## What you are asked to do
Return the listing below verbatim. Pictures do not belong in the copy.

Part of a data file
* * * * * * *

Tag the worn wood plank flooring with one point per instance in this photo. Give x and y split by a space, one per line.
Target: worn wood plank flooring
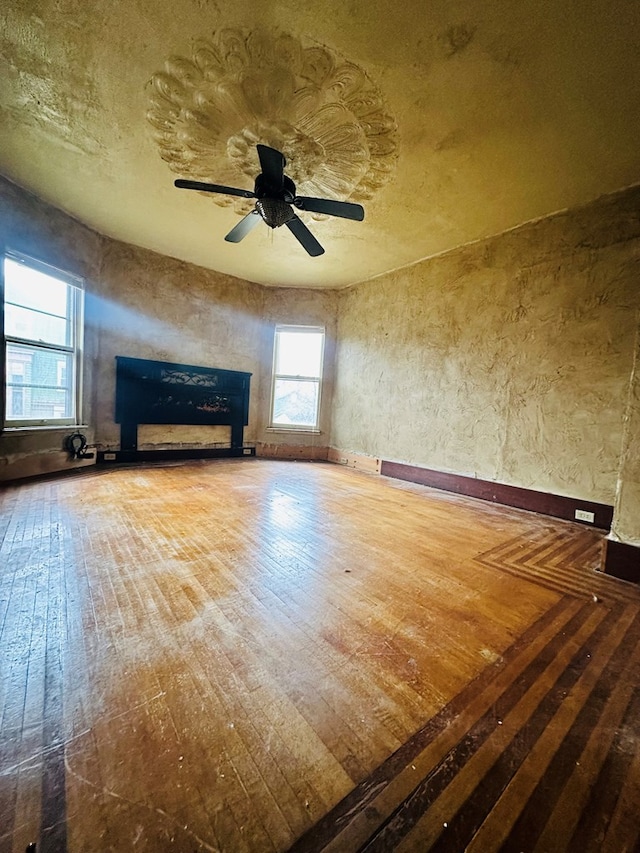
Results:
253 655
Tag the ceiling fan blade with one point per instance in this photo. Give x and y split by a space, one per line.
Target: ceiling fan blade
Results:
272 163
212 188
345 209
304 236
246 224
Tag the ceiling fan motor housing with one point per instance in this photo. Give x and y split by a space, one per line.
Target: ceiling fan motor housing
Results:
274 211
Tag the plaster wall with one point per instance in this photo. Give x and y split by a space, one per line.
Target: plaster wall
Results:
145 305
33 228
626 525
508 359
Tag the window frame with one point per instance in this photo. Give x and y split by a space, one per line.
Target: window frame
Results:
308 428
74 348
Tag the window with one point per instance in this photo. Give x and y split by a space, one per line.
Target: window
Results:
42 325
297 371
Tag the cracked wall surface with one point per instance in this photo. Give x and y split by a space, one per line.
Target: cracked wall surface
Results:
508 359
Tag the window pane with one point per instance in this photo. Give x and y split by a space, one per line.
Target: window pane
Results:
39 383
34 289
299 353
25 323
295 402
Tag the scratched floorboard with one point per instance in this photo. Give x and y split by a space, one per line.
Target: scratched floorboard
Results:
249 655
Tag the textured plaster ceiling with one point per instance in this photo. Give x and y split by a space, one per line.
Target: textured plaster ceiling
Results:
448 121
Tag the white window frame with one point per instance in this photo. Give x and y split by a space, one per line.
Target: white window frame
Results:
74 348
278 427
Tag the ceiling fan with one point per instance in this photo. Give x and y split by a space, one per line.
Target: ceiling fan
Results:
276 199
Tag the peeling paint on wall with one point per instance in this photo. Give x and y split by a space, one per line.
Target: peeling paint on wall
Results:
507 360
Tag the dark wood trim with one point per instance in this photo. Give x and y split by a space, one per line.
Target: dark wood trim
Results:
557 506
622 560
109 457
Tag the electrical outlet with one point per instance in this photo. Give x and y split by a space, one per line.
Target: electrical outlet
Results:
585 515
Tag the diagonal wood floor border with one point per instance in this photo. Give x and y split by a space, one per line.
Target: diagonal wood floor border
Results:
483 771
561 563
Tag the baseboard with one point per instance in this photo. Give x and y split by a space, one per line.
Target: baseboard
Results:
557 506
354 460
622 560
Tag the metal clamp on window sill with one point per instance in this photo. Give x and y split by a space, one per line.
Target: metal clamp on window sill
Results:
76 445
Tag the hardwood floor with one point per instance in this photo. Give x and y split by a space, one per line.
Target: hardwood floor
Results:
253 655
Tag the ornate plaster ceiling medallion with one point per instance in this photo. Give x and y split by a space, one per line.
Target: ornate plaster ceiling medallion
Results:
208 113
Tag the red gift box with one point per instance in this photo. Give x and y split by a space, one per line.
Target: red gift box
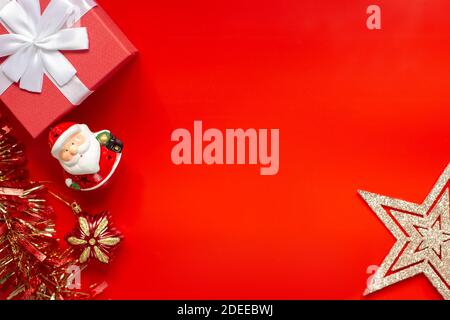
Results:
109 49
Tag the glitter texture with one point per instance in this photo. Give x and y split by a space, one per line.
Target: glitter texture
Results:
423 238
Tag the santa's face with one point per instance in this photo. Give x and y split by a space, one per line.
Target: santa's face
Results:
81 153
71 147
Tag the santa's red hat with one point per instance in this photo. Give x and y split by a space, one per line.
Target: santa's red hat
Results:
59 134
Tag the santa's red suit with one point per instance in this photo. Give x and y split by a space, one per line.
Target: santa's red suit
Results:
103 158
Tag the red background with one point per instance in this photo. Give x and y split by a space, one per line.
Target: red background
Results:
355 108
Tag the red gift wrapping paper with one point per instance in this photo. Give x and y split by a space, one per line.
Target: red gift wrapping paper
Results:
109 49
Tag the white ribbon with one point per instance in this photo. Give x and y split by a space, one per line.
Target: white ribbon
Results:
34 43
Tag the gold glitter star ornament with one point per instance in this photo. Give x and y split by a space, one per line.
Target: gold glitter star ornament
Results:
422 233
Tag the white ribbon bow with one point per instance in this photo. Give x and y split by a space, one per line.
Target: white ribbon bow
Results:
34 43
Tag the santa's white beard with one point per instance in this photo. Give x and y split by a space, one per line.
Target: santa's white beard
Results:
87 161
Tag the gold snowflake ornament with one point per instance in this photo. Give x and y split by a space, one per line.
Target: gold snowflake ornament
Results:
422 232
95 237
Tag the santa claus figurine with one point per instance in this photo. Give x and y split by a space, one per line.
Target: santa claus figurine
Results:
89 159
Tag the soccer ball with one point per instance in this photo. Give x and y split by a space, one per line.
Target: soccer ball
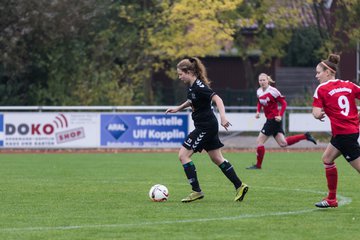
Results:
158 193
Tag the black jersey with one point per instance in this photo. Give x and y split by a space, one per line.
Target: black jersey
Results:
200 96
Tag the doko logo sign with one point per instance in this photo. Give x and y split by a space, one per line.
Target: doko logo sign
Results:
37 130
143 130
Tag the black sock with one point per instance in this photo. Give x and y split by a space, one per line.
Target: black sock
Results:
230 173
190 171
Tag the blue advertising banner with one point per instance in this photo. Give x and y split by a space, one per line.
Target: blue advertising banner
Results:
143 130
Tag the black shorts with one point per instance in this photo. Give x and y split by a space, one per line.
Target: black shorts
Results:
348 145
203 138
272 127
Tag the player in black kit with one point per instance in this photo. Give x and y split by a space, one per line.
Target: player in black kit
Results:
205 136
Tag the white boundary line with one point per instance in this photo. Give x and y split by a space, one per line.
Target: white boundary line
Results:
342 202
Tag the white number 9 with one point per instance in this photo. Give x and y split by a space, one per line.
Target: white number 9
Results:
344 105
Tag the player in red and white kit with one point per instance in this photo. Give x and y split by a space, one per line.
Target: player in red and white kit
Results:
268 99
335 98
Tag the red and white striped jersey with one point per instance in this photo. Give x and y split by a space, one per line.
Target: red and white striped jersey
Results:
337 99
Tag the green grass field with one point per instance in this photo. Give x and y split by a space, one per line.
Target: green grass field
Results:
105 196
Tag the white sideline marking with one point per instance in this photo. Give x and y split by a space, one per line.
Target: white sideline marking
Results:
342 201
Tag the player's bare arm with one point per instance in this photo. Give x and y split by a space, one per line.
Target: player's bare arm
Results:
318 113
221 108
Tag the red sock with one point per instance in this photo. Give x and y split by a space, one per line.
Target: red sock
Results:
260 152
331 177
294 139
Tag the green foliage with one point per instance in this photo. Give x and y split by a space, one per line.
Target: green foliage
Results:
301 51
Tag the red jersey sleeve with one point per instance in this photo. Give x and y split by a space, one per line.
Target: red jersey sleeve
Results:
283 103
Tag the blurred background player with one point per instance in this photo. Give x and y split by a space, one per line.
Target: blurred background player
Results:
205 135
268 99
336 99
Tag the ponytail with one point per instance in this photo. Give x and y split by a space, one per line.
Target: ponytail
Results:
194 65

* * * * * * *

## Reply
Tag the worn wood plank flooring with one point per instance in this photo. Give x and y split by a space, one per line.
Target: worn wood plank flooring
Results:
253 655
Tag the ceiling fan blade with one point per instance in this photo. Give x and y split by a space, one per line.
Target: ceiling fan blade
Results:
272 163
212 188
345 209
304 236
246 224
Tag the ceiling fan motor housing with one point per instance in this photo. Give x and y split by a space, one per line.
Target: ceiling fan motor housing
Results:
274 211
Tag the plaster wall with one point per instance in this photo. Give x and y split by a space, one per line.
Target: plaster wall
Results:
145 305
33 228
626 525
508 359
Tag the window frame with one point per instance in this photo. Give x and y split by a space, one per line.
Target: window frame
Results:
308 428
74 348
Tag the window with one point per instance in this photo. Give x and y split by a space, one per line.
Target: window
Results:
42 325
297 371
Tag the cracked wall surface with one point per instance in this photo. Give x and y split by a space, one per line.
Target: cracked wall surface
Results:
508 359
Tag the window pane with one point per instance in this photo. Give x and y split by a space, one per line.
Target: window pane
Results:
39 383
34 289
299 353
25 323
295 402
Tag the scratched floorboard with one point per instance in this photo. Give x and y split by a space, one per line.
Target: scratched floorboard
Results:
249 655
Tag the textured plaster ceiling with one point per instance in this photo. Give x and y split by a space, one per line.
Target: textured plaster ceiling
Results:
448 121
Tag the white window frame with one point per instance in this photo. Give x and y split by a space, one per line.
Target: white window frame
Results:
74 348
278 427
Tag the ceiling fan with one point per instance in this photo. Give x and y split by a space, one per line.
Target: ceiling fan
Results:
276 199
Tag the peeling paint on wall with one point per instance in this photo. Give x and y split by a space, one per line.
Target: peeling paint on wall
Results:
507 360
Tag the dark wood trim with one point per instance in this photo. Give x and y split by a space, one per line.
Target: dark wood trim
Results:
557 506
622 560
109 457
Tag the electrical outlet with one point per instance in this photo. Give x and y split by a space, one per line.
Target: electrical outlet
Results:
585 515
Tag the diagonal wood floor border with one point per instance in this photo. Give x and y split by a space, one per line.
Target: diagonal wood floor border
Results:
483 771
561 563
Tag the baseboard with one point per instance in this photo. Give x and y split by a space, one per line.
Target: baseboard
Results:
557 506
354 460
622 560
Tag the metal clamp on window sill with one point per instance in this photo. Give x and y split by a space, one per line.
Target: metal clamp on window sill
Results:
76 445
Tag the hardwood floor with one point per instance in this photo. Give x and y split by a space, one per line.
Target: hardwood floor
Results:
253 655
Tag the ornate plaster ceiling medallion with one point per instance in this photo. Give x and y split by a space, one per line.
Target: ornate plaster ceiling medallion
Results:
208 113
Tag the red gift box with one point per instance in this photo. Give x and y split by a space, one per line.
Target: red gift box
Results:
109 49
Tag the glitter texture with one point per instance in this photo. Give x and y split by a space, one per line.
Target: glitter texture
Results:
423 238
Tag the santa's face with one point per instance in this photo. Give x and y split by a space, one per line.
Target: santa's face
Results:
81 153
71 147
Tag the santa's red hat with one point per instance in this photo. Give x and y split by a space, one per line.
Target: santa's red hat
Results:
59 134
Tag the santa's red suit with one point per instance in this photo. Give x and y split by a space, one per line.
Target: santa's red suit
Results:
103 158
Tag the red background with one point per instance in this photo. Give x and y split by a space, one per line.
Target: red background
Results:
355 108
Tag the red gift wrapping paper with one point per instance in this photo. Give x and y split by a space, one per line.
Target: red gift wrapping paper
Results:
109 49
Tag the white ribbon with one point per instance in this photo. Give x and y split by a space, one per line.
Target: white ribbon
Results:
34 43
Tag the gold glitter star ornament with one point per instance in this photo. Give x and y split by a space, one per line.
Target: gold glitter star ornament
Results:
422 233
Tag the white ribbon bow with one point per instance in this photo. Give x and y split by a space, one per line.
Target: white ribbon bow
Results:
34 43
Tag the santa's white beard with one point per instance in this photo. Give x and y split by a space, one per line.
Target: santa's white beard
Results:
87 161
Tag the gold snowflake ornament with one point per instance in this photo. Give x and y split by a space, one per line.
Target: gold snowflake ornament
Results:
422 232
95 237
Tag the santa claus figurine with one point per instance in this photo. Give x and y split by a space, one per line.
Target: santa claus figurine
Results:
89 159
Tag the soccer ball with one point per instance in this photo. Give x and y split by a space, one per line.
Target: soccer ball
Results:
158 193
Tag the black jersey with one point per instance in this photo. Give x and y split by a space, one per line.
Target: black jersey
Results:
200 96
Tag the doko logo sign with one point per instance in this photo. Give x and y split by a space, one per line.
Target: doko logo sign
Results:
37 130
143 130
Tag the black sock with one point per instance in this photo. Give x and y split by a space, one per line.
Target: black sock
Results:
230 173
190 171
Tag the blue advertising banner with one point per instance in this photo. Give x and y split by a space, one per line.
Target: blue advertising banner
Results:
143 130
Tag the black shorts with one point per instance in this photo. Give x and y split by a space, one per line.
Target: black shorts
Results:
348 145
203 138
272 127
Tag the player in black kit with one point per instance in this photo. Give x and y split by a space, one per line.
Target: player in black kit
Results:
205 136
Tag the white boundary line with one point per instance in this photo. Give x and y split by a space, one per line.
Target: white boundary line
Results:
342 202
Tag the white number 9 with one point per instance in this photo. Give x and y split by a space, one per line.
Target: white number 9
Results:
344 105
Tag the player in red and white kit with one point per instance in this photo. Give x and y split by a space, one per line.
Target: player in red and white kit
Results:
268 99
335 98
Tag the red and white striped jersey with one point per instance in this photo. Give x and y split by a space, one per line.
Target: red and white striped jersey
Results:
337 99
Tag the green grass field with one point per instance in this photo. Give x and y split by a space, one per line.
Target: green grass field
Results:
105 196
Tag the white sideline marking with one point per instance in this photo. Give x and y split by a space, one per line.
Target: white sideline marking
Results:
342 201
Tag the player's bare arm with one point per instance in this photo. Give x and y split by a space, one per line.
Target: player's bare arm
Results:
318 113
221 108
Tag the red sock with one point per instance in this photo. Give x and y split by a space, one per line.
Target: red sock
Results:
260 152
331 177
294 139
Tag the green foliage with one point per instance in this photo. Give x and y split by a space, one per line.
Target: green foliage
Results:
301 51
Tag the red jersey sleeve with one point per instance in this photo. Give x and y split by a space, one per line.
Target: red jersey sleeve
Results:
283 103
Tag the blurred background player with one point per instance in this photo. Give x and y split by a space, one per line.
Target: blurred background player
Results:
205 135
268 99
336 99
Tag the ponytail with one point per instance in this photo. Give x and y split by a space, one per line.
Target: ponytail
Results:
194 65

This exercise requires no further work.